→ **YOUR GOAL**: Arrange every line of the material below as a Markdown table with the columns "Row" and "Line," numbering the rows and leaving out blank lines. Leave the pictures out of your answer.
#### RAW RECORDS
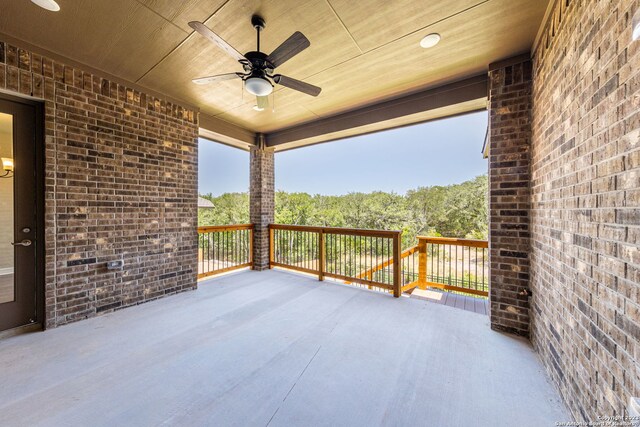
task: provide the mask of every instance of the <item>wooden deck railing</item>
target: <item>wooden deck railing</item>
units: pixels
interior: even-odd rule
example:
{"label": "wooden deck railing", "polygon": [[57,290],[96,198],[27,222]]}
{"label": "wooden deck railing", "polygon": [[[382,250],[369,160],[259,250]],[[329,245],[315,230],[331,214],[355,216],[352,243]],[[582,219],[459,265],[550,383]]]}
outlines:
{"label": "wooden deck railing", "polygon": [[488,248],[486,240],[418,237],[420,268],[416,285],[488,296]]}
{"label": "wooden deck railing", "polygon": [[[486,297],[489,294],[487,248],[486,240],[418,237],[418,244],[400,255],[401,291],[436,287]],[[388,262],[382,262],[363,270],[356,277],[384,274],[388,266]]]}
{"label": "wooden deck railing", "polygon": [[198,227],[198,279],[251,267],[253,224]]}
{"label": "wooden deck railing", "polygon": [[[401,231],[271,224],[269,264],[402,293]],[[367,272],[376,265],[385,265]],[[361,273],[364,271],[365,273]]]}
########
→ **ANSWER TO THIS PROBLEM**:
| Row | Line |
|---|---|
| 1 | task: provide the mask of every instance of the <item>wooden deck railing</item> |
| 2 | target: <item>wooden deck railing</item> |
| 3 | units: pixels |
| 4 | interior: even-odd rule |
| 5 | example: |
| 6 | {"label": "wooden deck railing", "polygon": [[57,290],[96,198],[27,222]]} |
| 7 | {"label": "wooden deck railing", "polygon": [[[382,250],[369,160],[259,250]],[[329,245],[315,230],[331,214],[355,216],[352,243]],[[582,219],[459,265],[550,383]]]} |
| 8 | outlines: |
| 9 | {"label": "wooden deck railing", "polygon": [[488,248],[486,240],[418,237],[420,268],[416,285],[488,296]]} |
| 10 | {"label": "wooden deck railing", "polygon": [[[486,297],[489,294],[487,248],[486,240],[418,237],[418,244],[400,255],[401,291],[436,287]],[[388,262],[382,262],[363,270],[356,277],[384,274],[388,266]]]} |
| 11 | {"label": "wooden deck railing", "polygon": [[198,227],[198,279],[251,267],[253,224]]} |
| 12 | {"label": "wooden deck railing", "polygon": [[[401,231],[271,224],[269,264],[402,293]],[[367,272],[376,265],[385,265]],[[361,273],[364,271],[365,273]]]} |